/---

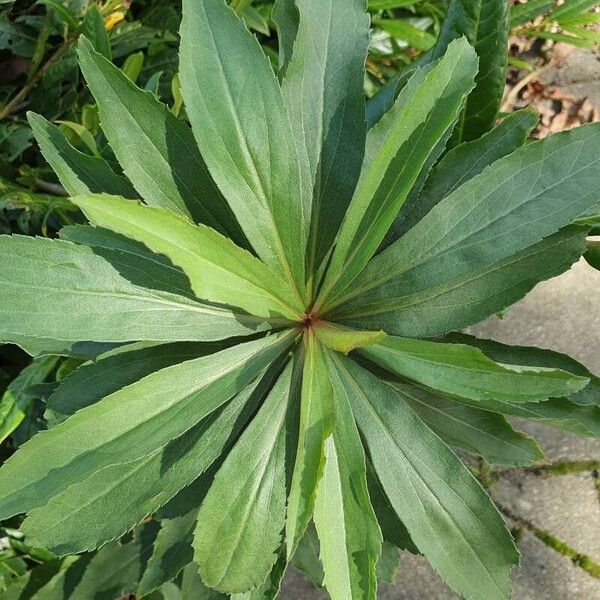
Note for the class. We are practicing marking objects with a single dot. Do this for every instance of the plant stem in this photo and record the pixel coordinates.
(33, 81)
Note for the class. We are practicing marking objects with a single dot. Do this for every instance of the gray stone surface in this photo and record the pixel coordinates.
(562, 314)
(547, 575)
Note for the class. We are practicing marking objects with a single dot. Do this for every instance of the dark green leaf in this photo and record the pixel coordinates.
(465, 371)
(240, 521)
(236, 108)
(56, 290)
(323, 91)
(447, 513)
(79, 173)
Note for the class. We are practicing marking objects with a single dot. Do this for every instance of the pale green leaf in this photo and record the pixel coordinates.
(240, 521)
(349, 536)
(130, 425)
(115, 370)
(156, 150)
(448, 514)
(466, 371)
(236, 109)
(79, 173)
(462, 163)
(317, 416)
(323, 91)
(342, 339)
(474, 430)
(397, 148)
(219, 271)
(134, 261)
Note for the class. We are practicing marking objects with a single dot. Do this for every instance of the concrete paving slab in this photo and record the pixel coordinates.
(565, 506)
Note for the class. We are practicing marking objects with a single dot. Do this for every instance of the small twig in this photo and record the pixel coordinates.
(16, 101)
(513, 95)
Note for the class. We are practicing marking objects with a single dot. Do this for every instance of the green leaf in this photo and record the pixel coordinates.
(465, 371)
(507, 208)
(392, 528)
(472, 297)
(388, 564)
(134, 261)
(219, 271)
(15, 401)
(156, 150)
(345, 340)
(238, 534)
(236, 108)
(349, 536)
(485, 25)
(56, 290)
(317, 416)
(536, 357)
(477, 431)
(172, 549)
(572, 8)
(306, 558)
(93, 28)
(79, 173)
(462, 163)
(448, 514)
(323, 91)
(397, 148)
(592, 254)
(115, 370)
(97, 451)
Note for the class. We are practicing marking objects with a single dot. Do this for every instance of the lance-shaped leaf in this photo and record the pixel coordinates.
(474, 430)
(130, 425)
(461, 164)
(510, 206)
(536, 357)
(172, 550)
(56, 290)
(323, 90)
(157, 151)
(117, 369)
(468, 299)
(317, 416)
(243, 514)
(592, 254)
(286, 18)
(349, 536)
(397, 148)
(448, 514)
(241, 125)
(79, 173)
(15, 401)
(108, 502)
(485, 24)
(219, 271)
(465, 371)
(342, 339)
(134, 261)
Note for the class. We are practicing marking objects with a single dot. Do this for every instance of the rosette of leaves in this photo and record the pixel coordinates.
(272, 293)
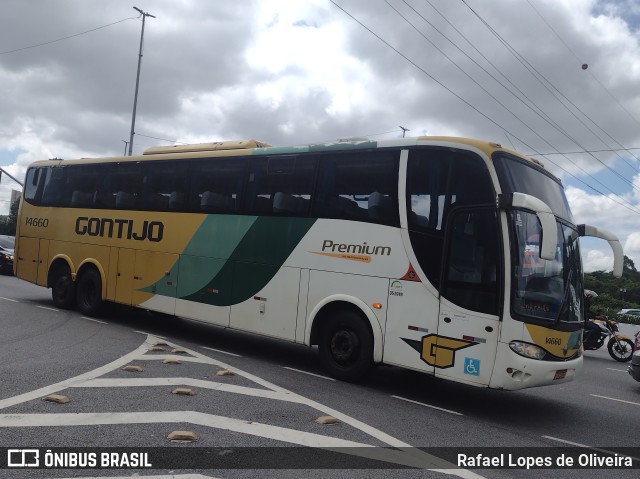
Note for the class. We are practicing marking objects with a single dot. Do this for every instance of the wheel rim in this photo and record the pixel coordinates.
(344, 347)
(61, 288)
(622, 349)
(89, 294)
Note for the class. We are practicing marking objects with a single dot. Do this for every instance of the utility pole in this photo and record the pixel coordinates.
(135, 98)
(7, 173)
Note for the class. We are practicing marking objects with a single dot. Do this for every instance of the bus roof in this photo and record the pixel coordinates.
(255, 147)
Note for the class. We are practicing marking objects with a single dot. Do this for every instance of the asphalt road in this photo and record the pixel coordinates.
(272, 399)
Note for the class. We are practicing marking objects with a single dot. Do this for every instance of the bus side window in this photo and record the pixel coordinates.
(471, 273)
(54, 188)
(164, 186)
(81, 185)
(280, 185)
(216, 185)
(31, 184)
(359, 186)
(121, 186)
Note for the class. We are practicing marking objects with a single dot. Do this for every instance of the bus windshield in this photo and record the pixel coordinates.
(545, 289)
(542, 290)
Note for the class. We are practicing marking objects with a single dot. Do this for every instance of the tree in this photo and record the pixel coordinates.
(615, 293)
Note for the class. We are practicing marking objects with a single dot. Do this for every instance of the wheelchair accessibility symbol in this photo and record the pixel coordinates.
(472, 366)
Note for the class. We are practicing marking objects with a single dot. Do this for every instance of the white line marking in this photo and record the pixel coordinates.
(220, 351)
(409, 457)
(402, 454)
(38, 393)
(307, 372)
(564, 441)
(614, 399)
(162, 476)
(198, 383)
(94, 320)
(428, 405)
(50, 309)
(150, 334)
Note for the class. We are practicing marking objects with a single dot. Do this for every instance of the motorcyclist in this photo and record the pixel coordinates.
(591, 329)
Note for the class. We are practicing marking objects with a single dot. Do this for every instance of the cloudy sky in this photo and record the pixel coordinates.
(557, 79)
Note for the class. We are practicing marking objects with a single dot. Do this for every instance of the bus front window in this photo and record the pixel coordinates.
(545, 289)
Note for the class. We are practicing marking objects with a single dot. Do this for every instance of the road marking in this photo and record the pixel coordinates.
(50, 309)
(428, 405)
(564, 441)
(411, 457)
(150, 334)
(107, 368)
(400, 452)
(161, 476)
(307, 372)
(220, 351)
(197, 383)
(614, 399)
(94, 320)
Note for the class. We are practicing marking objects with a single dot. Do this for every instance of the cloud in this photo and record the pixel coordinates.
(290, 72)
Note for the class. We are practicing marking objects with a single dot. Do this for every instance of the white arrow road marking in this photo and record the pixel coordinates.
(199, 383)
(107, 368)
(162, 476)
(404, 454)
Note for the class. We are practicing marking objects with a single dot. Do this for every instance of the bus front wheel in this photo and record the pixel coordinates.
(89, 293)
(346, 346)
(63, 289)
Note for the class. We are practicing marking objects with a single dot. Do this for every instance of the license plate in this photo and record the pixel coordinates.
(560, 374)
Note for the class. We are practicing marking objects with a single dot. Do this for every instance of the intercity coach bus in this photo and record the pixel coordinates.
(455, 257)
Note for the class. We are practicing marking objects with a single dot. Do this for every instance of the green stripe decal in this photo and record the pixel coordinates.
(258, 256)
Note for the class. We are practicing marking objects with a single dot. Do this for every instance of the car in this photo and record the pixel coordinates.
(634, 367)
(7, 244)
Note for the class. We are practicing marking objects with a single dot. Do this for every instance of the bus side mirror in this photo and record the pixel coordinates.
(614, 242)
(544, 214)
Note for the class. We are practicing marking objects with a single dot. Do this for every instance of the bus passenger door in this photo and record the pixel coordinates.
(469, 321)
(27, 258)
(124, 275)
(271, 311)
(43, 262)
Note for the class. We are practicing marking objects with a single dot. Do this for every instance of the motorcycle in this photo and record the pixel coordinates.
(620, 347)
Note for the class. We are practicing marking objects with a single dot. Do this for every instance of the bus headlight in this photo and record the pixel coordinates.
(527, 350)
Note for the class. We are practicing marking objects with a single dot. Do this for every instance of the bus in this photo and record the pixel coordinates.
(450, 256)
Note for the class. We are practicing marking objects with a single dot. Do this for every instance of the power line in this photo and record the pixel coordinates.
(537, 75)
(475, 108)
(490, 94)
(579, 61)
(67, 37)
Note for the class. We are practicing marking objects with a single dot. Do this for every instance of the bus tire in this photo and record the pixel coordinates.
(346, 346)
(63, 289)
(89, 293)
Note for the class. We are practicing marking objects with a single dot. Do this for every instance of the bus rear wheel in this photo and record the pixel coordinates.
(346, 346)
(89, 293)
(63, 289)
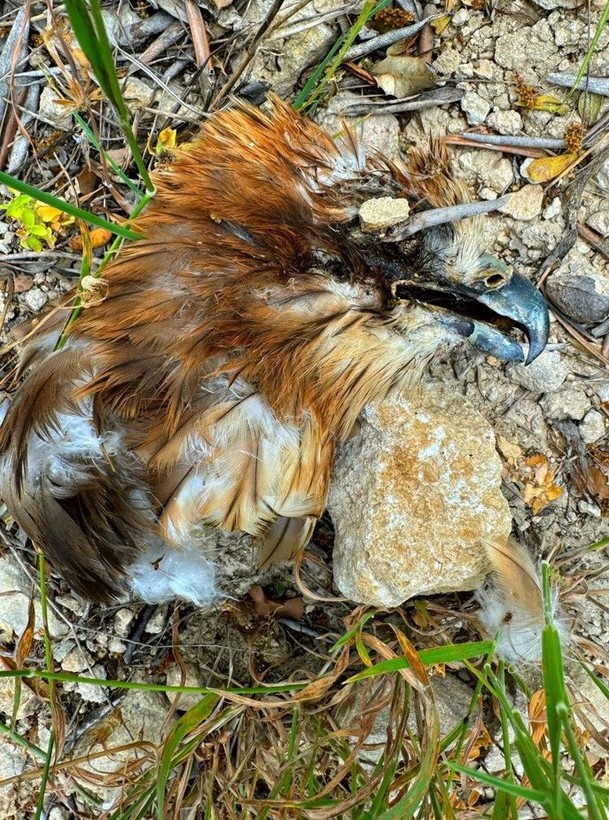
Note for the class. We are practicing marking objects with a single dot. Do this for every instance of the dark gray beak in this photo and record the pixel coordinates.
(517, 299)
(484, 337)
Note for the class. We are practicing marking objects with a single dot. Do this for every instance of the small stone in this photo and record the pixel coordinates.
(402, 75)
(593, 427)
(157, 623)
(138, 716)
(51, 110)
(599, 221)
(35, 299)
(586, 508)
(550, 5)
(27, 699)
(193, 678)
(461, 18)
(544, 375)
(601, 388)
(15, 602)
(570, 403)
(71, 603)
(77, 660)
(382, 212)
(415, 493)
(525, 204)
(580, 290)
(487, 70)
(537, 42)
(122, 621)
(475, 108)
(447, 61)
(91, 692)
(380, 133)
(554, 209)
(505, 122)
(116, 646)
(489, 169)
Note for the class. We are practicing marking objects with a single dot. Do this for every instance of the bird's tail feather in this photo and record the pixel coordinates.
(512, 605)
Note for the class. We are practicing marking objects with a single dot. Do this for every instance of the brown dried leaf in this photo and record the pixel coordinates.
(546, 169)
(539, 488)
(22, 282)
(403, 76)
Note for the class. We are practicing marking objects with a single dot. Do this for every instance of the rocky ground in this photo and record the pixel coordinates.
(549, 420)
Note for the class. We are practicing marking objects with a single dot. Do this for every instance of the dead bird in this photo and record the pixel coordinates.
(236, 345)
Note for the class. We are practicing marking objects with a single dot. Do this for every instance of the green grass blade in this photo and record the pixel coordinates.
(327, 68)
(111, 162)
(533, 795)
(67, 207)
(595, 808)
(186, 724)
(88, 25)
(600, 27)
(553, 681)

\---
/---

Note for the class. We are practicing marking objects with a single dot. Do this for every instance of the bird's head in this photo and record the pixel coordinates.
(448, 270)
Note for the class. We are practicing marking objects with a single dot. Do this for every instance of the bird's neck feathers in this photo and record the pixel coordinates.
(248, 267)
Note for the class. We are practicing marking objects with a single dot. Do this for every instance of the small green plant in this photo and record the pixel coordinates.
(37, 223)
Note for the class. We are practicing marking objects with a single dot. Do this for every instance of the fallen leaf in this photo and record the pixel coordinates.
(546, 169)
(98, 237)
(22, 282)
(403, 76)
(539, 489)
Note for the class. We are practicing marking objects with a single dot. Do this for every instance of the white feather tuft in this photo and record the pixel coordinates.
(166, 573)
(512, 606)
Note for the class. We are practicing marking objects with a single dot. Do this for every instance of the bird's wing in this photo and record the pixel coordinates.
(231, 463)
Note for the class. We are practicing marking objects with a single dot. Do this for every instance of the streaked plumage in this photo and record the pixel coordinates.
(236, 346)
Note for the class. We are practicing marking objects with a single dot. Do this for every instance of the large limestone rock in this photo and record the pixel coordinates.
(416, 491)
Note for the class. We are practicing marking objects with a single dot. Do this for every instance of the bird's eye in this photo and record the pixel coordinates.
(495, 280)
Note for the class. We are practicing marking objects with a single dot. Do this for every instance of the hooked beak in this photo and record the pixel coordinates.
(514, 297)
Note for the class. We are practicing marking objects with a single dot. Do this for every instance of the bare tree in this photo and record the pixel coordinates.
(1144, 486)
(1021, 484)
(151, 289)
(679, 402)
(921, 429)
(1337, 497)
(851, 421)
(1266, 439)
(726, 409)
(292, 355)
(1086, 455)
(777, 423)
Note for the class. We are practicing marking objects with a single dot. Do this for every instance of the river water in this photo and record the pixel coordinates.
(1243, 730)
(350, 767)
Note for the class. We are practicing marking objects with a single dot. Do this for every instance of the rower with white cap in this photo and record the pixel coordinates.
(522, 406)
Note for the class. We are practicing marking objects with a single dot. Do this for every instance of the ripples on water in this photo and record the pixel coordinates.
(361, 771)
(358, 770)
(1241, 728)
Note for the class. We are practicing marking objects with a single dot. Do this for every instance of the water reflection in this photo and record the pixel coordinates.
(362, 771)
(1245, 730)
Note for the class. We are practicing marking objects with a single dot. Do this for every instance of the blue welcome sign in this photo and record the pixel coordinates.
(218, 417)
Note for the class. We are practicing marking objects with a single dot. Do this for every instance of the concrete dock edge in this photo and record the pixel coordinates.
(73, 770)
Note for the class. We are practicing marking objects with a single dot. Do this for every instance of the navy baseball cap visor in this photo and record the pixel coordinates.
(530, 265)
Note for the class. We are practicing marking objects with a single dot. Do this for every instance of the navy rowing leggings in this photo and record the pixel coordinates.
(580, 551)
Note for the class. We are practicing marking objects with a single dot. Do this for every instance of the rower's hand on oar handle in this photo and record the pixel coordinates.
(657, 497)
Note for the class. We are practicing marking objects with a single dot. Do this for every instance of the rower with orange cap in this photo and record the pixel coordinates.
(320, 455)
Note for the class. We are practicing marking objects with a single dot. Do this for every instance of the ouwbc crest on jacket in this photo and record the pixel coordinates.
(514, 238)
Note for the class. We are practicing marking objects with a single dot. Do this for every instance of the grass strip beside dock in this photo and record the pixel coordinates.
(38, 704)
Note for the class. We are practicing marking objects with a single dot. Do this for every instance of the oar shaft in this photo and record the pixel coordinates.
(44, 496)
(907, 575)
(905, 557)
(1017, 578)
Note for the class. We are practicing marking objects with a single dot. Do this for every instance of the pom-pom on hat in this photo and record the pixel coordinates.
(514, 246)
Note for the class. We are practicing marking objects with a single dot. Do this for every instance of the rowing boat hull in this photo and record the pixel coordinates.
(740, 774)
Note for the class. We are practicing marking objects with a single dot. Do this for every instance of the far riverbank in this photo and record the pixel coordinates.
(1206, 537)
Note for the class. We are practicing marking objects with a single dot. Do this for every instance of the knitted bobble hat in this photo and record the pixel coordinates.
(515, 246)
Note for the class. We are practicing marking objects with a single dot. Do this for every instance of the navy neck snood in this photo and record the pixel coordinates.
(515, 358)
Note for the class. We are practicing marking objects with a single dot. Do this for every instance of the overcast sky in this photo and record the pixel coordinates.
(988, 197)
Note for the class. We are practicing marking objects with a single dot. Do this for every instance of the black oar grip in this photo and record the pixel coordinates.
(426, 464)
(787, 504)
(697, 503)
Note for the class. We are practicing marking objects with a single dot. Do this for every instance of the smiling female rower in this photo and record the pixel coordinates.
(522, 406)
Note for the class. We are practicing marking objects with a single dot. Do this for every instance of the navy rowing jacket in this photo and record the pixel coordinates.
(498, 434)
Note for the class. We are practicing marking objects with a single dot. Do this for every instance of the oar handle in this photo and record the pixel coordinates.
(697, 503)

\---
/---

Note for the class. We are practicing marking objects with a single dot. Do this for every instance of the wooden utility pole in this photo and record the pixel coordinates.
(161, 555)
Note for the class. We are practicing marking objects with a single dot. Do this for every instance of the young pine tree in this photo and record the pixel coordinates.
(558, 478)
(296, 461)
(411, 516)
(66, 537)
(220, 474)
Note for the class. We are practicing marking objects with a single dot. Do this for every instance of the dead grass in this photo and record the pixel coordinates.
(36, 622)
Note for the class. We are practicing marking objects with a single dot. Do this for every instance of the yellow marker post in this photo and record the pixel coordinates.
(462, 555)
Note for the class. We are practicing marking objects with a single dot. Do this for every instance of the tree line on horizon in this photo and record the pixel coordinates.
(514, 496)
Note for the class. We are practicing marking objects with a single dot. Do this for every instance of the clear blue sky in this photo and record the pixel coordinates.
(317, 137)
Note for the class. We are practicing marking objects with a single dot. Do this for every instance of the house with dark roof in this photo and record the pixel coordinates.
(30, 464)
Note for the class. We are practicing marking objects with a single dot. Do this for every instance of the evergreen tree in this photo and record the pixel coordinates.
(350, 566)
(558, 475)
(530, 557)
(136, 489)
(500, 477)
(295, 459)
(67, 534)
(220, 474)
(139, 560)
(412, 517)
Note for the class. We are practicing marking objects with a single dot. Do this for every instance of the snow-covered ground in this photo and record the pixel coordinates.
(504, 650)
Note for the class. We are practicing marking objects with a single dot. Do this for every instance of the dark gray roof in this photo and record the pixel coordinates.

\---

> _WHAT YOU WILL DO_: Locate every line in the rows above that contains the word "neck", and copy each of those lines. Case counts.

> _WRITTEN ANSWER_:
Note for the class. We are practicing marking objects with a single dot. Do this for every instance of the bird's neck feathers in this photo and record the pixel coordinates.
Note for the class. We are practicing marking objects with a single dot. Do this for every instance of the navy neck snood in this photo and record the pixel coordinates.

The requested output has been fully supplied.